§ **REQUIRED TASK**: Transcribe the lines below verbatim, with no alterations.
::::::::::
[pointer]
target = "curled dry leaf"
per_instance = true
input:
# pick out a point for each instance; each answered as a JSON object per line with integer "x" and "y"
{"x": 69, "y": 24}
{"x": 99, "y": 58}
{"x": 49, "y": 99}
::::::::::
§ **FINAL RESULT**:
[pointer]
target = "curled dry leaf"
per_instance = true
input:
# pick out a point for each instance; each answered as a JSON object per line with integer "x" and "y"
{"x": 69, "y": 24}
{"x": 99, "y": 58}
{"x": 49, "y": 99}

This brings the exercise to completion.